I want to thank the group for advice in helping me resolve my running HOT 440 RT Charger.  Per your direction I installed a mechanical temp gauge and emptied the fuel tank and starting running VC12 racing fuel.  The motor no longer runs Hot and stays at around 185 - 190 degrees.  I just need to wait for the warm days of summer to see how it will run when warm outside.  Huge improvement from before.  Next question and issue is my timing.  I set the initial timing at 10 degrees BTDC at 650 RPM with the vacuum advance removed and plug.  Once completed I normal up the vacuum advance and start getting the following readings at the listed RPMs:

2000 RPM - 40 degrees BTDC
3000 RPM - 47 degrees BTDC

revving the car higher and the timing never goes beyond 47 degrees BTDC

These numbers seem way off as the Dodge Service Manual states the following:     

710   RPM - 10.3 to 12.3 degrees BTDC
2300 RPM - 14 to 16 degrees BTDC

The numbers I'm getting are well over double of what they should be.  Could this have led to the heating problem I had with running todays hi test at 93 octane?
I tried playing with the timing but had no real luck in lowering these degree numbers.  How do I correct this?  Change springs and weights in the distributor?  The car runs WILD with the racing fuel!  But at $80 a can for 5 gallons does not last long.  Appreciate the feedback and direction.

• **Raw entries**

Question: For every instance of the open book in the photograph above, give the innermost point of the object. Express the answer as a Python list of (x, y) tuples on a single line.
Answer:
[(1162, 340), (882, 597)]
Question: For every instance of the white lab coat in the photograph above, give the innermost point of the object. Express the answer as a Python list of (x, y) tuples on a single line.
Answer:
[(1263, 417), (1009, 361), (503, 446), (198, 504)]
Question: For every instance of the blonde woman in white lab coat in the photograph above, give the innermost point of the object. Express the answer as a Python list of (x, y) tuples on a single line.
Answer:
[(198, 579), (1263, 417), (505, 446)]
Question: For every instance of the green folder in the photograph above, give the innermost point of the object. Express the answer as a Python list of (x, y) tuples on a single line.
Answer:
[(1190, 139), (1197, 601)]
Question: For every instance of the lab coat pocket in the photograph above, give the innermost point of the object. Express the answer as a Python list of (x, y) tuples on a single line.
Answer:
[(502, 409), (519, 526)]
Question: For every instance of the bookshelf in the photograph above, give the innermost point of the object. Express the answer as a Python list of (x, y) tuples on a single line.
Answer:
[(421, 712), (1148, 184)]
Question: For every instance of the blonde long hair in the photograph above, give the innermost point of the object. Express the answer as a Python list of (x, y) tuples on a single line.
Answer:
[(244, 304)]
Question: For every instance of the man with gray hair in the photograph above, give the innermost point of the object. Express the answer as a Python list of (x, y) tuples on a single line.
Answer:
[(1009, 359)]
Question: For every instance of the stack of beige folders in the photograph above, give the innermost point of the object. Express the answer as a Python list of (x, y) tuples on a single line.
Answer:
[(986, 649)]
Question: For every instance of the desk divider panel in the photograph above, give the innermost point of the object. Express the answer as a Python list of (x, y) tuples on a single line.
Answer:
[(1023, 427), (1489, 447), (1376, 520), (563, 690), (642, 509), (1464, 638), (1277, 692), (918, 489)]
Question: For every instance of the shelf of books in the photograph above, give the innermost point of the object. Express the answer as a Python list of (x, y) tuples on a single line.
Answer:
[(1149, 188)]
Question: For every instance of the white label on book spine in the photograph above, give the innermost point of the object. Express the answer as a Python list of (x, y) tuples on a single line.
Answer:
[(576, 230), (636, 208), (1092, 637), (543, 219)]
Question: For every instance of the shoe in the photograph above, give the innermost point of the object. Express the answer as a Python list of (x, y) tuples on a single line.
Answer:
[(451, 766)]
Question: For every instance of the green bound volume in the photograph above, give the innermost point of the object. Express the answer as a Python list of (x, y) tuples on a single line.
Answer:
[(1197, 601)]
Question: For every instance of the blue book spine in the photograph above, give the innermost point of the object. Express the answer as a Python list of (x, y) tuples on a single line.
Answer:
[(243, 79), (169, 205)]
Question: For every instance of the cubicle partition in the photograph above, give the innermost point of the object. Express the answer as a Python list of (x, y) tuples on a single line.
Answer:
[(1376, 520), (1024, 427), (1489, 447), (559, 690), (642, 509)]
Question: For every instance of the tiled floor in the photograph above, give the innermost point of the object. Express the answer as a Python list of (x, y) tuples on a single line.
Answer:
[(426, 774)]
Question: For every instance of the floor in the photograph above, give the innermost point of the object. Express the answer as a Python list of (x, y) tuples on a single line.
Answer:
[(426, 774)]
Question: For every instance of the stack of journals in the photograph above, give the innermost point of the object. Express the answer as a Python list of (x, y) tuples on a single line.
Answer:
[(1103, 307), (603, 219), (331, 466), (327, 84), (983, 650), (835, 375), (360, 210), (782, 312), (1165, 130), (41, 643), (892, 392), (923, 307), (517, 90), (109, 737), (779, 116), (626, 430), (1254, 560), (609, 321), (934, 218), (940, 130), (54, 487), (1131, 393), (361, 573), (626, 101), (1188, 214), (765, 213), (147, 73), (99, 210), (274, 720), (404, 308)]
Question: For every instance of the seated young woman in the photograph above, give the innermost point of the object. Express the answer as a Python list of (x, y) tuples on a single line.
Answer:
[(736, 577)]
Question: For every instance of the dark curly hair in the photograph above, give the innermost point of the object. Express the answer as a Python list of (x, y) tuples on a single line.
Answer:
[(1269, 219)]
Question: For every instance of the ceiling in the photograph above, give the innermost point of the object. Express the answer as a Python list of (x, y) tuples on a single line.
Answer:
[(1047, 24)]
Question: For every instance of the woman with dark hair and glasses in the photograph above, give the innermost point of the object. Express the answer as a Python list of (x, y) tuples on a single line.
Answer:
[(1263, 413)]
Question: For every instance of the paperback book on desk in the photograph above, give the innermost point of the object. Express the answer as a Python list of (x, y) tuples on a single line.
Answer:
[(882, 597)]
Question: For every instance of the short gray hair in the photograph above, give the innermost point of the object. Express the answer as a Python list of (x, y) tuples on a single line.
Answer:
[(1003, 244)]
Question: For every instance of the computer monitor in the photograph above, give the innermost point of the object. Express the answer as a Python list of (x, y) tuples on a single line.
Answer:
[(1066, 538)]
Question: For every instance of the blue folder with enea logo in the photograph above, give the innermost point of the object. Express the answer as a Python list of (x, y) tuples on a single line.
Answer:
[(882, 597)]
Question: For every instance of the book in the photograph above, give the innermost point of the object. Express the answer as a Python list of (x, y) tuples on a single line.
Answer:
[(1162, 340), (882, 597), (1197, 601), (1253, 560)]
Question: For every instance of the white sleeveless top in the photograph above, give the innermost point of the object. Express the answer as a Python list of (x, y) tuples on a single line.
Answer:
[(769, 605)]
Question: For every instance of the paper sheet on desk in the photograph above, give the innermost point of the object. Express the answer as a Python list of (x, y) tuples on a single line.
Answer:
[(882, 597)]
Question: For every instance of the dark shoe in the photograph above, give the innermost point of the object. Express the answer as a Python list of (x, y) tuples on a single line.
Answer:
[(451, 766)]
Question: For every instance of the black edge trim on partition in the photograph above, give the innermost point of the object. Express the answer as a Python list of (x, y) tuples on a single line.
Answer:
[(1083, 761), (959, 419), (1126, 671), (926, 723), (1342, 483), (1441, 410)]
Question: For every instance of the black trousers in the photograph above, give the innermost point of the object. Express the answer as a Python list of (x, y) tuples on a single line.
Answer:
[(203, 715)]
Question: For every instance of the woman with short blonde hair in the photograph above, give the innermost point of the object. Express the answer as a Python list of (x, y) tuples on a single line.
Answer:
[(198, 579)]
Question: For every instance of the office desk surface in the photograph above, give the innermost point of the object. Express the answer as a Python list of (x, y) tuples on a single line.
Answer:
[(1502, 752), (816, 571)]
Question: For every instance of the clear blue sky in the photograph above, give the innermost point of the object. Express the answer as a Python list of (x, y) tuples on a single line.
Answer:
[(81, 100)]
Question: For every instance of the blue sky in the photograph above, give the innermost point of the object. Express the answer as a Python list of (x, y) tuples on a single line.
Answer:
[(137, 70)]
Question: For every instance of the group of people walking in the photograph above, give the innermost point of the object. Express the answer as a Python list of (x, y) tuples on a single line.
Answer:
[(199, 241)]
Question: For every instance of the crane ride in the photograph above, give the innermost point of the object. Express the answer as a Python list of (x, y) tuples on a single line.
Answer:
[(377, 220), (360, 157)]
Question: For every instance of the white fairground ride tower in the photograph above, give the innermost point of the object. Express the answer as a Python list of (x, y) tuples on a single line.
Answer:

• **OBJECTIVES**
(A) Set down, word for word, the entries starting at the line containing "Question: For every instance of the stack of beige" and ending at the line containing "[(986, 649)]", with both of those lines included.
(B) Write the next part of the Charger post, picking up after its final sentence.
The Charger post and the entries have no connection to each other.

• **SET OF ANSWERS**
(A)
Question: For every instance of the stack of beige folders in the photograph above, give the innermost point of the object. Express the answer as a Python list of (x, y) tuples on a single line.
Answer:
[(986, 649)]

(B)
DAmatt

Hope this is of help to you, I think you are measuring with the vacuum advance engaged, and the manual takes it with vacuum disengaged and plugged. 47 degrees BTDC is OK with vacuum coupled. If you take the small hose out of the vacuum canister on the distributor, and plug it with a bolt/screw, then you should see 32-38 degrees BTDC. Most agree that 34-36 is a good place to start.

I don't know what to say about the 14-16 degrees BTDC @ 2300rpm... That's a good idle advance, centrifugal advance should engage at that rpm, it should take it to high 20s at that rpm?

Also, make sure you have a GOOD timing light, and also check whether it has an advance knob, if it is not set at zero, it will give a false reading (that's a rookie mistake I once made).

If you disconnect and plug the vacuum hose on the distributor, have ~14 initial (idle) advance, and ~35 total (at say 3000rpm), timing is okay.


Next would be fuel - does the engine ping on pump gas? Maybe it's too lean, so it burns hotter, thus the overheating, thus why racing gas helps. Maybe play with the jets for a richer mixture, and see if that remedies the problem.


Finally, what are the specifications of your engine? What pistons, cam, compression ratio/piston height, head milling, head gasket thickness? If you have a 14:1 monster, that would explain things :)
1968 Charger R/T auto, matching numbers 440 rebuilt to stock specs w/ L2355F .030 pistons & .039 gasket, MP 4452783 cam, stock 4637S Carter AVS rebuilt by Harms automotive feeding a stock 2806178 intake manifold. Air gets into unported 906 heads with hardened seats, and exits through HP manifolds and through an Accurate 2.5 to 2.25 aluminized exhaust to the 2.25 stock chrome tips. Still in awe of what the engineers were able to do more than half a century ago!